[STUDY MATERIAL]
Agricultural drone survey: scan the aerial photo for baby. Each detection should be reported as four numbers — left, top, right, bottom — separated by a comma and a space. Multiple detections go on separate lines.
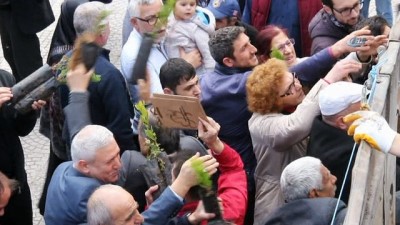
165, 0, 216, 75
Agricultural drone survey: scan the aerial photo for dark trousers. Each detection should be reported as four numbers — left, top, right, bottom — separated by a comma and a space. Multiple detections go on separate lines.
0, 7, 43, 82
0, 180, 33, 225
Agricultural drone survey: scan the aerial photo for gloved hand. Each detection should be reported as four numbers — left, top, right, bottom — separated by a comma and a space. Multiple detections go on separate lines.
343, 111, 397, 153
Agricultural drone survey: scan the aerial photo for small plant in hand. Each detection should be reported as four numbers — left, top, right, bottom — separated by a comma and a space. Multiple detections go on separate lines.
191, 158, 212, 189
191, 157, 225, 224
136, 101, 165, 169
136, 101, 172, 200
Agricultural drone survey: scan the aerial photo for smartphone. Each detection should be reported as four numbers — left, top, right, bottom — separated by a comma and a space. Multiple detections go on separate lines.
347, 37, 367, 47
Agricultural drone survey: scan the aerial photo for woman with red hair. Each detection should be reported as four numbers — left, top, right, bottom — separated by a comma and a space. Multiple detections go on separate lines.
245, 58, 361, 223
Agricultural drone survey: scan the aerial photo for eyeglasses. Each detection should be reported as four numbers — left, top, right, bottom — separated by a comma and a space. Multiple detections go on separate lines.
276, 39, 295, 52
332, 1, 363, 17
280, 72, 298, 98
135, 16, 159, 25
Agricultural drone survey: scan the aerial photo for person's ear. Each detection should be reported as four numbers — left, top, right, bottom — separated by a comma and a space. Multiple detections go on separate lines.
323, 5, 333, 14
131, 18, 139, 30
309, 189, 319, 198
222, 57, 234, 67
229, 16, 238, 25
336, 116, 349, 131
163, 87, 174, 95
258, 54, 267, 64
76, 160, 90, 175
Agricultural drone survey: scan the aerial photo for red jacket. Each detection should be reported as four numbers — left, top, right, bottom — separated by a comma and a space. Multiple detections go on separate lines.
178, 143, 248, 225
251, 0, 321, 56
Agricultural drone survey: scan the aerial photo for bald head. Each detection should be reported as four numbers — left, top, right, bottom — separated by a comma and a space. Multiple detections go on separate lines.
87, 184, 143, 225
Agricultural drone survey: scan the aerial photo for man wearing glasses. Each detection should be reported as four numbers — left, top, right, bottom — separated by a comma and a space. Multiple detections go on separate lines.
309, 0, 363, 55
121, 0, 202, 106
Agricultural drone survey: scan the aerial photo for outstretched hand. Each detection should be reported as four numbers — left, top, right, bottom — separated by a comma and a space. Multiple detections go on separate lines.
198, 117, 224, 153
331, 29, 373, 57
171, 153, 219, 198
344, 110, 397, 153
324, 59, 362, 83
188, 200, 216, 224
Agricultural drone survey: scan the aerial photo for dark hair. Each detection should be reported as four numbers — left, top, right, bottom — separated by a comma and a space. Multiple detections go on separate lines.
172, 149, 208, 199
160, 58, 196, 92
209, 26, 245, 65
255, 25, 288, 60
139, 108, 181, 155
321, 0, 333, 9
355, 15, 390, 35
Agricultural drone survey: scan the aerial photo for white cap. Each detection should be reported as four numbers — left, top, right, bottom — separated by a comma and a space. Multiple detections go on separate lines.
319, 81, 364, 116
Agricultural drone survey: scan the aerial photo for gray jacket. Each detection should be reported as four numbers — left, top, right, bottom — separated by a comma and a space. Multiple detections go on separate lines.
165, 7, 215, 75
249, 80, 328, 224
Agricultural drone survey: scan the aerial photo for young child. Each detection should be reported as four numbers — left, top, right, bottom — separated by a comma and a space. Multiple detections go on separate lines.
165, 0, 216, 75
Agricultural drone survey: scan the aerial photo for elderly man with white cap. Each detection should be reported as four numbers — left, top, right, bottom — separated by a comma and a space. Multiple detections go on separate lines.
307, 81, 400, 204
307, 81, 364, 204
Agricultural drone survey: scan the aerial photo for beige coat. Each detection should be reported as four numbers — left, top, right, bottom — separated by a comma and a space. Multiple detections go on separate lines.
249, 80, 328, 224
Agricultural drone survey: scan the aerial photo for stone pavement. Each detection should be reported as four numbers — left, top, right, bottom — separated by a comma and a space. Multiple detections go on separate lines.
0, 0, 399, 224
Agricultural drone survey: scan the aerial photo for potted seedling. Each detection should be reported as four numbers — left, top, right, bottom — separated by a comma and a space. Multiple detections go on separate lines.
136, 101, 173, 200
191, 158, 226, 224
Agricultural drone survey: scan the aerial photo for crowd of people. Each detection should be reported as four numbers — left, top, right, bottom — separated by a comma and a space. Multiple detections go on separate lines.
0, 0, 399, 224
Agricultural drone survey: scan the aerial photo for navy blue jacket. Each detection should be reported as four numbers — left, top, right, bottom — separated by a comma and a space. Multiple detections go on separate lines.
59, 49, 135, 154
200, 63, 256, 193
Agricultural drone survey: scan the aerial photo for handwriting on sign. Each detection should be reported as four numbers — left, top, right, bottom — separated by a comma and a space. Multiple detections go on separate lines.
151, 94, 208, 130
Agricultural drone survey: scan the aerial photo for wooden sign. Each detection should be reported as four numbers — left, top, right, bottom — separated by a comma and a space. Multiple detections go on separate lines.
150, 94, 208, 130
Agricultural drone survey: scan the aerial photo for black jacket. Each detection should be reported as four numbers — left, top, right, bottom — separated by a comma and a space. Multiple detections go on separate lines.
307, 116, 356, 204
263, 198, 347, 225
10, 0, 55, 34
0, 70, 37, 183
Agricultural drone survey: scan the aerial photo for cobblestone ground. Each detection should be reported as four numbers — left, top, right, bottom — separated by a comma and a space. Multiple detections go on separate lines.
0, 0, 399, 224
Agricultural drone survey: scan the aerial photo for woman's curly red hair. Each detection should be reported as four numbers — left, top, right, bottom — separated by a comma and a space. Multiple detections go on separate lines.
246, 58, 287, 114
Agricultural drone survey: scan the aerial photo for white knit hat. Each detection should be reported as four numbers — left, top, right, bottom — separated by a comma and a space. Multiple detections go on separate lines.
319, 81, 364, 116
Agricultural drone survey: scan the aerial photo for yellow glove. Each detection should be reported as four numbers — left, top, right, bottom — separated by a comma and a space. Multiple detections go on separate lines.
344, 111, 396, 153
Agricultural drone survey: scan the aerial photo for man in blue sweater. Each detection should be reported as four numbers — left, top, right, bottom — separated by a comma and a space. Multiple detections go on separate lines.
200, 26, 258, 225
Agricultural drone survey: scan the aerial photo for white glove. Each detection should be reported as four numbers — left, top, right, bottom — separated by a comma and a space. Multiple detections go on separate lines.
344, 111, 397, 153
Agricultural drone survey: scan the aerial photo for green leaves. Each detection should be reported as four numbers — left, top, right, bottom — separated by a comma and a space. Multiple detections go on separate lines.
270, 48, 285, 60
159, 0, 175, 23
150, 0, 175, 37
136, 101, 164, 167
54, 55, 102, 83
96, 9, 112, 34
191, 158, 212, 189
[/STUDY MATERIAL]
#### DESCRIPTION OF THE TASK
Transcribe each entry exactly; images stay out.

#### RESPONSE AREA
Agricultural drone survey: scan the aerial photo for baby. Each detection should be reported as four numbers — left, top, right, bottom — separated by a comma and a space. Multiple detections go on separate lines.
165, 0, 216, 75
Agricultural drone survey: scan the aerial photo for dark trousers. Each detection should be reported as four numbers — left, top, right, bottom — separated by a comma and a space. Multiple detections go on separate lines.
0, 7, 43, 82
0, 180, 33, 225
Agricultural drone survey: scan the aerial photo for gloved hand. Each detection should be reported as four numbers — left, top, right, bottom — separated by a comma and a space. Multiple detections go on separate lines.
343, 111, 397, 153
Agricultural drone survey: scan the aerial photo for small plant in hand. Each detection should be reported as four numbers — left, top, right, bottom — separated by a comma and a space. Multiple detections go on separate lines.
191, 158, 212, 189
191, 157, 225, 224
136, 101, 165, 169
136, 101, 172, 200
Agricultural drone survey: scan the aerial photo for smartphone. Each detection should be reported as four numbers — left, top, right, bottom — separated by a comma and a space. Multiple detections go on separate lines.
347, 37, 367, 47
Agricultural drone survey: scan the aerial photo for woman with red hair. Each detection should be reported as four numbers — left, top, right, bottom — separated by a comma and a space. Multiple detections go on separate lines.
245, 58, 361, 223
Agricultural drone survey: scan the aerial photo for eyeglasses. Each detection should be reported as four numbers — left, top, right, bottom — separated by a comma and a space. Multiple detections go on separate lines.
276, 39, 295, 52
332, 1, 363, 17
280, 72, 298, 98
135, 16, 159, 25
Agricultural drone survey: scan the aerial photo for person's ear. Each detection should be reported as four numbers — left, top, right, bottom — separated by a comma and a space. Multiple detections go on separate lines.
323, 5, 333, 14
131, 18, 139, 30
309, 189, 319, 198
222, 57, 234, 67
229, 16, 238, 25
336, 116, 349, 131
163, 87, 174, 95
258, 54, 267, 64
76, 160, 90, 175
Agricultural drone survey: scan the aerial photo for red jacket. Each detection should be reported as four numbers — left, top, right, bottom — separated by a comma and a space. Multiple detections go on separate lines.
178, 143, 248, 225
251, 0, 321, 56
Agricultural drone survey: scan the aerial photo for bald head. Each detection should be reported as four numbers — left, top, right, bottom — separated by a comma and a space. Multiple detections go on separate lines.
87, 184, 143, 225
Agricultural drone survey: scan the aerial photo for man wearing glasses. Each detection should be reported as four numbers — left, top, right, bottom — separated by a comma and a space. Multiple detections go on separate lines.
309, 0, 363, 55
121, 0, 202, 106
Agricultural drone survey: scan the aerial photo for outstretched hand. Each detection should be reported as four numbers — left, top, right, bottom — separated by a comma and a space. Multiple detections go on separate lines.
198, 117, 224, 153
331, 29, 373, 57
171, 153, 219, 198
344, 110, 397, 153
324, 59, 362, 83
188, 200, 216, 224
Agricultural drone survey: scan the aerial photo for dark hair. Each detection should be reported as four numbers — left, top, right, bottom — separated by a comma and a space. Multiple detections go on separate lines.
172, 149, 208, 199
160, 58, 196, 92
209, 26, 245, 65
255, 25, 288, 60
139, 108, 181, 155
321, 0, 333, 9
355, 15, 390, 35
Agricultural drone survey: scan the aerial photo for white cap. Each detection should be reported as four numbers — left, top, right, bottom — separated by a comma and a space. Multiple detections go on separate lines.
319, 81, 364, 116
Agricultural drone survey: scan the aerial photo for gray jacket. Each detection should be reported as four numbers — left, top, right, bottom — separated by a comma and a space. Multiple detections go on separate lines.
165, 7, 215, 75
249, 80, 328, 224
Agricultural drone survey: scan the aerial photo for young child. Each detection should be reported as four numbers — left, top, right, bottom — separated by a comma and a space. Multiple detections go on separate lines.
165, 0, 216, 75
Agricultural drone survey: scan the aerial photo for elderly man with white cap. Each detection should be reported as four numbers — left, top, right, bottom — separated by a comma and a space. Multiple detections go on separate lines.
307, 81, 400, 204
307, 81, 364, 204
Agricultural drone survey: scan the aerial photo for beige coat. Each detection should be reported as four numbers — left, top, right, bottom — separated by a comma and a space. Multiple detections go on separate lines.
249, 80, 328, 224
Agricultural drone survey: scan the aerial photo for stone pavement. Each detection should be reported as four numbers — left, top, right, bottom — separated by a comma and a space. Multiple detections go on separate lines.
0, 0, 399, 224
Agricultural drone survey: scan the aerial photo for potted seedling. Each detection should be reported as four numbers — left, top, right, bottom — separated by a comma and a space. Multiple detections go on separate lines.
136, 101, 173, 200
191, 158, 226, 224
Agricultural drone survey: scan the aerial photo for crowd of people. Each detection should be reported as four numbers — left, top, right, bottom — separated by a comma and a space. Multiple detections go on separate lines.
0, 0, 399, 224
Agricultural drone survey: scan the aerial photo for navy blue jacket. Each detection should be reported as four numbers — left, top, right, bottom — separated by a comma and a space. Multiple detections go on separate lines.
59, 49, 135, 154
200, 63, 256, 193
Agricultural drone survey: scan the aerial photo for handwriting on sign. Each detection should be reported as four numbers — left, top, right, bottom — separated by a comma and a space. Multiple detections go on separate lines.
151, 94, 208, 130
Agricultural drone survey: scan the aerial photo for wooden sign. Each detection should be reported as four numbers — left, top, right, bottom — separated by a comma and a space. Multiple detections go on separate lines.
150, 94, 208, 130
Agricultural drone survey: scan the aerial photo for black jacket. Each detection should be reported as four numbers — left, top, right, bottom — separated by a comma and a space. Multiple detections go on separate lines.
307, 116, 356, 204
263, 198, 347, 225
10, 0, 55, 34
0, 70, 37, 183
Agricultural drone survey: scan the aerial photo for cobblestone ground. Each detection should be reported as four numbers — left, top, right, bottom — separated by a comma and a space. Multiple detections go on separate lines.
0, 0, 399, 224
Agricultural drone survey: scan the aerial photo for woman's curly red hair. Each detection should be reported as four numbers — left, top, right, bottom — separated by a comma and a space. Multiple detections go on separate lines.
246, 58, 287, 114
Agricultural drone survey: scan the aerial photo for white knit hat. Each detection should be reported as four numbers — left, top, right, bottom — separated by a comma and a space. Multiple detections go on separate lines.
319, 81, 364, 116
Agricultural drone survey: scan the aerial photo for yellow glove. Each detection should be reported as four numbers — left, top, right, bottom — separated by a comma and a space. Multiple detections go on separate lines.
344, 111, 396, 153
Agricultural drone survey: scan the aerial photo for man in blue sweater. Each detection should be reported as four numbers — left, top, right, bottom — separated by a comma and a space. Multiple detections go on separate lines.
200, 26, 258, 225
Agricultural drone survey: scan the aerial photo for white glove. Each detection should be reported as four numbers — left, top, right, bottom — separated by a comma and a space. Multiple detections go on separate lines.
344, 111, 397, 153
Agricultural drone survey: scan the aerial photo for green leaves. Each detection should be reported as four numbers — left, top, right, bottom — separated by a comma and a space. Multiple detections go on separate lines.
270, 48, 285, 60
159, 0, 175, 23
150, 0, 175, 37
136, 101, 164, 167
54, 55, 102, 83
96, 9, 112, 34
191, 158, 212, 189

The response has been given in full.